Provided data:
#####

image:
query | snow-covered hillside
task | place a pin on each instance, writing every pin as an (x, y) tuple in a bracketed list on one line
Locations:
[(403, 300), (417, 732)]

#####

Direction: Output every line of the records above without changing anything.

Exercise result:
image:
query | snow-covered hillside
task | place a pin on each instance, writing every pin as an (x, y) tuple in a bracketed list on one line
Locations:
[(403, 300), (417, 732)]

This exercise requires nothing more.